# [What is required]
Pictures left aside, return the lines below exactly, from the one with "Query: gray cloud" to the end, including both ends.

Point-per-instance localization data:
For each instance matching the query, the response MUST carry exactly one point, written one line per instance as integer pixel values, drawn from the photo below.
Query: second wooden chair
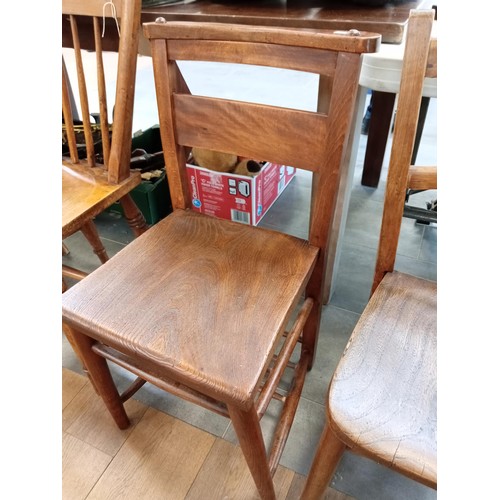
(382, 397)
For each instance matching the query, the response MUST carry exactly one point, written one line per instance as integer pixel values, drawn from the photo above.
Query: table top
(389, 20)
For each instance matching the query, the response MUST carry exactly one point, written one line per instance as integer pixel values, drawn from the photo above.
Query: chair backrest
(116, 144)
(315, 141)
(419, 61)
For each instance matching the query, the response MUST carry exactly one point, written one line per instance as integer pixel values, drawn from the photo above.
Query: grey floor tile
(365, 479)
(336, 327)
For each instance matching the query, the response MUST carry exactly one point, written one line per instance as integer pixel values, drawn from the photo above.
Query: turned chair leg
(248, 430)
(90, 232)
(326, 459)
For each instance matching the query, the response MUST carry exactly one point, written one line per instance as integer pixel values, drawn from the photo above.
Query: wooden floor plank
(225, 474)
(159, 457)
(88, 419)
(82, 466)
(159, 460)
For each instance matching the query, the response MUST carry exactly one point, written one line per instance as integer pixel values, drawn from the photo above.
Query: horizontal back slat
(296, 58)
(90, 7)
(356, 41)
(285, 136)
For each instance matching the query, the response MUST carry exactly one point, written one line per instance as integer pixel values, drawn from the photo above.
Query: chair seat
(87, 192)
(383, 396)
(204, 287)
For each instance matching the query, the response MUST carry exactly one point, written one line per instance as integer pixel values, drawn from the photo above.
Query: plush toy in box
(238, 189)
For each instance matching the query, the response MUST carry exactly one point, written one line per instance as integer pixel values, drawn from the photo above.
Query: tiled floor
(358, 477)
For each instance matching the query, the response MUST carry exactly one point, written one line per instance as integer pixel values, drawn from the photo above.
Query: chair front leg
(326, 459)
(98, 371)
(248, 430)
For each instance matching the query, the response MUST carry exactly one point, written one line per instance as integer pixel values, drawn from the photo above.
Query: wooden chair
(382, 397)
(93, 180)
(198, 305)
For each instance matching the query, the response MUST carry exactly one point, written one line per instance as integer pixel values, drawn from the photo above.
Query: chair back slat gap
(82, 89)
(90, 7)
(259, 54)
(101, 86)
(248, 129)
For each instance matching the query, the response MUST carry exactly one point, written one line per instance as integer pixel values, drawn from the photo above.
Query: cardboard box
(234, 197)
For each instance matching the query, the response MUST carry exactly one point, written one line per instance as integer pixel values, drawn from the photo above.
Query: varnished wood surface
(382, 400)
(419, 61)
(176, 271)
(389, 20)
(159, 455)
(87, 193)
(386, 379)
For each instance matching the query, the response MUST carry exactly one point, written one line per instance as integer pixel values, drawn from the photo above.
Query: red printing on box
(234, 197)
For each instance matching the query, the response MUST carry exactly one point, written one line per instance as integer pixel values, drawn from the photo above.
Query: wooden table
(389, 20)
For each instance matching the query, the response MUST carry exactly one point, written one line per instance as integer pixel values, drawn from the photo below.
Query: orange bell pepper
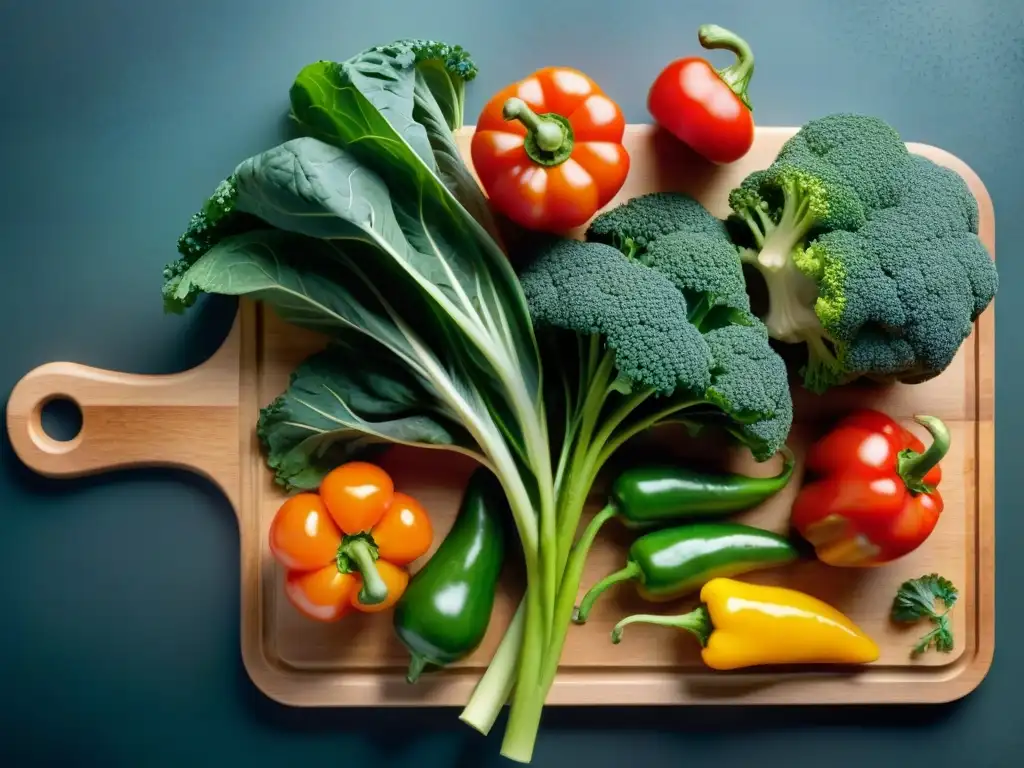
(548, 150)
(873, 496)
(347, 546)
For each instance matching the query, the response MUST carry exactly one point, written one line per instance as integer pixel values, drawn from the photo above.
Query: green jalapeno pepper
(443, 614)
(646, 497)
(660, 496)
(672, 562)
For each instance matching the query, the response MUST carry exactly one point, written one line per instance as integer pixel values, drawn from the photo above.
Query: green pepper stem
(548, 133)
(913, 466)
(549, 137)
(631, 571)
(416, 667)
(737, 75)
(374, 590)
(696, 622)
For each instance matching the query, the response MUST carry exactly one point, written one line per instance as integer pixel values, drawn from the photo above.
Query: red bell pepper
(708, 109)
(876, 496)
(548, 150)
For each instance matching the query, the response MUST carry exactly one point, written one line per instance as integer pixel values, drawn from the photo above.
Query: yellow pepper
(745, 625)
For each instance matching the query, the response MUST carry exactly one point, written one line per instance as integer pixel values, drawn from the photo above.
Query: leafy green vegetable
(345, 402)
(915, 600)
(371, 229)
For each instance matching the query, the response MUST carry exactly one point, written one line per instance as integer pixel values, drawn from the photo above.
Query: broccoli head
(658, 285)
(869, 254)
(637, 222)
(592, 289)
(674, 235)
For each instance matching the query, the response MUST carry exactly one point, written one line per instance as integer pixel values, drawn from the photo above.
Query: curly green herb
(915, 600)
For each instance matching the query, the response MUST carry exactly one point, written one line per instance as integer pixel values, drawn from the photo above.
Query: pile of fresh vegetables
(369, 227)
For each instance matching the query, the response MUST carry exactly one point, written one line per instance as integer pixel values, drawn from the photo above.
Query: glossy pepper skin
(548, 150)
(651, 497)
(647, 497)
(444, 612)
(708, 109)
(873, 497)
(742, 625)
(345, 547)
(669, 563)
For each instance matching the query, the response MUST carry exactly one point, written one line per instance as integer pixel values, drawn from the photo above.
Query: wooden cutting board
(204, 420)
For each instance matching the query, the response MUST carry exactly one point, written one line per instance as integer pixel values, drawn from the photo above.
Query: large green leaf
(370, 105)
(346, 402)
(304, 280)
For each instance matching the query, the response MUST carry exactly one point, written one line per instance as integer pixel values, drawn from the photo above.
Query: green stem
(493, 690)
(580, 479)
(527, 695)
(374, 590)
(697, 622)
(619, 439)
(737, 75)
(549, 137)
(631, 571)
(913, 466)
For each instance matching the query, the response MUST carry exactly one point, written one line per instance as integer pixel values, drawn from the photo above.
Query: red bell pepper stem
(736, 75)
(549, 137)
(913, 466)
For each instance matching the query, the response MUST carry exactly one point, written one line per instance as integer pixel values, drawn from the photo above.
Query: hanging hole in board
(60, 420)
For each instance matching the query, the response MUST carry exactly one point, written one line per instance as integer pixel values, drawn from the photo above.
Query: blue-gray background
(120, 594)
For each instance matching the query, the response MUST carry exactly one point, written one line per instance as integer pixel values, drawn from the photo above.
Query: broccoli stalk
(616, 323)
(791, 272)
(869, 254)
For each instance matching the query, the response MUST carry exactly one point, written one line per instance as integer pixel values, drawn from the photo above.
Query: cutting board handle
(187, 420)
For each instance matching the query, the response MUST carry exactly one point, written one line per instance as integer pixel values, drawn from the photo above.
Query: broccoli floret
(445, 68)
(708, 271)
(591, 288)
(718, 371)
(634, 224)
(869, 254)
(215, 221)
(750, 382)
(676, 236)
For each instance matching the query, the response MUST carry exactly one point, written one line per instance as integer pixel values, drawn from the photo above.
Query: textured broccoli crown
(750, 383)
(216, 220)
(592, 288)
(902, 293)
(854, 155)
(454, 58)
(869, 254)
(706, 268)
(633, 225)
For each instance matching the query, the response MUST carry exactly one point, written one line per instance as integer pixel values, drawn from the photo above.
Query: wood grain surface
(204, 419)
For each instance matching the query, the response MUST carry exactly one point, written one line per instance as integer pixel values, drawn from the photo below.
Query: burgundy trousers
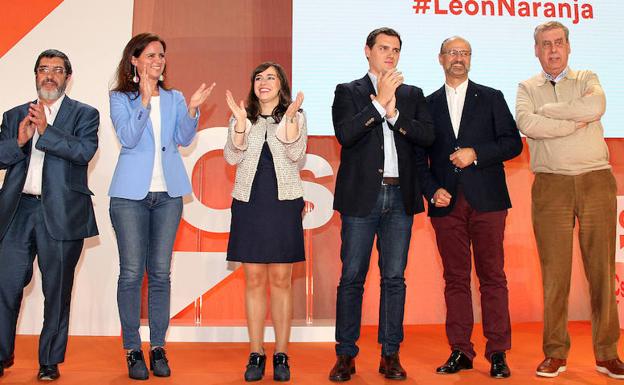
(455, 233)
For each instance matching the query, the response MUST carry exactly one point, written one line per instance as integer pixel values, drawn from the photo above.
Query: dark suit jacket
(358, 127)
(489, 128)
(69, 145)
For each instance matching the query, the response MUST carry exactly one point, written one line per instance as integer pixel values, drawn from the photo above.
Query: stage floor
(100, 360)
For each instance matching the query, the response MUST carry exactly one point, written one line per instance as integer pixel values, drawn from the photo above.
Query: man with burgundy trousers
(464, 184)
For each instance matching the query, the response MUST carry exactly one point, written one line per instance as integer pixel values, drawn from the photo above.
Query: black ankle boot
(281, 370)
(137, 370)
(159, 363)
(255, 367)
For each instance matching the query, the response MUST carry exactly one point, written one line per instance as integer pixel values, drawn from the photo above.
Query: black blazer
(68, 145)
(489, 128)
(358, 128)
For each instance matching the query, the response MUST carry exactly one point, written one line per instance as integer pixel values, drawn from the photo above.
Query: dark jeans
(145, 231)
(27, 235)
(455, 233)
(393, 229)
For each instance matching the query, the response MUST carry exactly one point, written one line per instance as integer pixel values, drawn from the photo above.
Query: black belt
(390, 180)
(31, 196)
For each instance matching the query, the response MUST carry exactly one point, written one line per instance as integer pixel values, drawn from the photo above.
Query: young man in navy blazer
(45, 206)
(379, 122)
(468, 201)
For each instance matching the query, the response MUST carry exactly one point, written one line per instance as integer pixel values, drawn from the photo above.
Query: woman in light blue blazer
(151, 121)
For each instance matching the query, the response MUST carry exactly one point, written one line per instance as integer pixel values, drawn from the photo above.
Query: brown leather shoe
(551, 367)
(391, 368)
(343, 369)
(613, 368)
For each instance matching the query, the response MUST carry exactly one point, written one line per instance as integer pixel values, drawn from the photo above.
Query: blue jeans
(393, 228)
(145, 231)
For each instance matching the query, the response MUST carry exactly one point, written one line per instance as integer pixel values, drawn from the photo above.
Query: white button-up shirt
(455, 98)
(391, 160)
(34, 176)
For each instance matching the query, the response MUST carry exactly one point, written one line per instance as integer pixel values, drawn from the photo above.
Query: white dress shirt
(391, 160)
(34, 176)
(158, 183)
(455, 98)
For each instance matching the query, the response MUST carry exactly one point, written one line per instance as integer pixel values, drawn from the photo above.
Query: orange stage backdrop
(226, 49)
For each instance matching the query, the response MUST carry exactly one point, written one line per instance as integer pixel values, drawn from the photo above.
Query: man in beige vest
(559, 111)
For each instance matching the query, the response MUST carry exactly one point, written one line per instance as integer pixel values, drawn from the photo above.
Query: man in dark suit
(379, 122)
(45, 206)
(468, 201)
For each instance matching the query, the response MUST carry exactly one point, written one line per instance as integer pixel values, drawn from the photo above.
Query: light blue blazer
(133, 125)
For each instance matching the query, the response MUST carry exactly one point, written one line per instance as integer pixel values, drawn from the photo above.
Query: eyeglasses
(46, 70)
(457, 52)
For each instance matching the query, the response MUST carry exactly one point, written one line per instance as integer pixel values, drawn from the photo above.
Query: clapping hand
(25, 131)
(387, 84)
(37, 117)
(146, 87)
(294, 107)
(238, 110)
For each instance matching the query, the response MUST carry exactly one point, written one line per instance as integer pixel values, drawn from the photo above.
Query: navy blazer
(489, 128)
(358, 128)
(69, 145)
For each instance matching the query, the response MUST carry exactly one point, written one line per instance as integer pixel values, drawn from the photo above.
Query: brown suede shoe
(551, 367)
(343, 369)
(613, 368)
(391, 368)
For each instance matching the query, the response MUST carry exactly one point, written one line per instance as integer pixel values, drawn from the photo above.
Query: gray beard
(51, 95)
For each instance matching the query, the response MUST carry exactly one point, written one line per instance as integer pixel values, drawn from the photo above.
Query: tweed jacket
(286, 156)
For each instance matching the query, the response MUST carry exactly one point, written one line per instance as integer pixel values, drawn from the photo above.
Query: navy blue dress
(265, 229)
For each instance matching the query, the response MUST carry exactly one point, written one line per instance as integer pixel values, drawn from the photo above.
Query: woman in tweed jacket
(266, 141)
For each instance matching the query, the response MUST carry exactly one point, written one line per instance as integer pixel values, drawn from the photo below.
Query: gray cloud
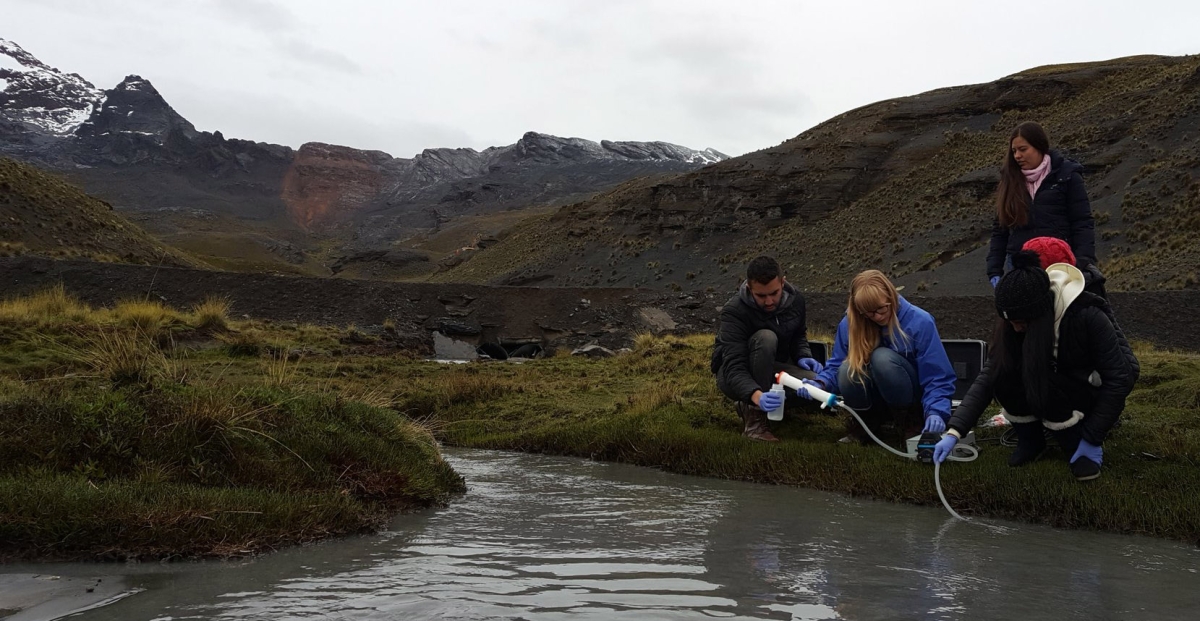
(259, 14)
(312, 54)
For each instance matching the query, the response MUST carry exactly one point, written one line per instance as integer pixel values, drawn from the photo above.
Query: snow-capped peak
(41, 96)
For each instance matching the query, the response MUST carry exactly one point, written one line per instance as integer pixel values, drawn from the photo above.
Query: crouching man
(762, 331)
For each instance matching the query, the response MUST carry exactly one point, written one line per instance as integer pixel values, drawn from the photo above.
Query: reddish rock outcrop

# [Your response]
Query: gray cloud
(259, 14)
(312, 54)
For each instance matching the query, the response MUST carry exactly one point, written one line per instance as integer pixel values, drawn from the photo above.
Query: snow-capped peak
(41, 96)
For each instance matching the query, the response MUST carry exactly one point, written one line per instance as integer pixel values, drawn from the photo above.
Query: crouching man
(762, 331)
For each instance matching the query, the response MUST carry exactly one point, written one line per instance as integer pixel values, drawn from the photo above.
Query: reddish rock outcrop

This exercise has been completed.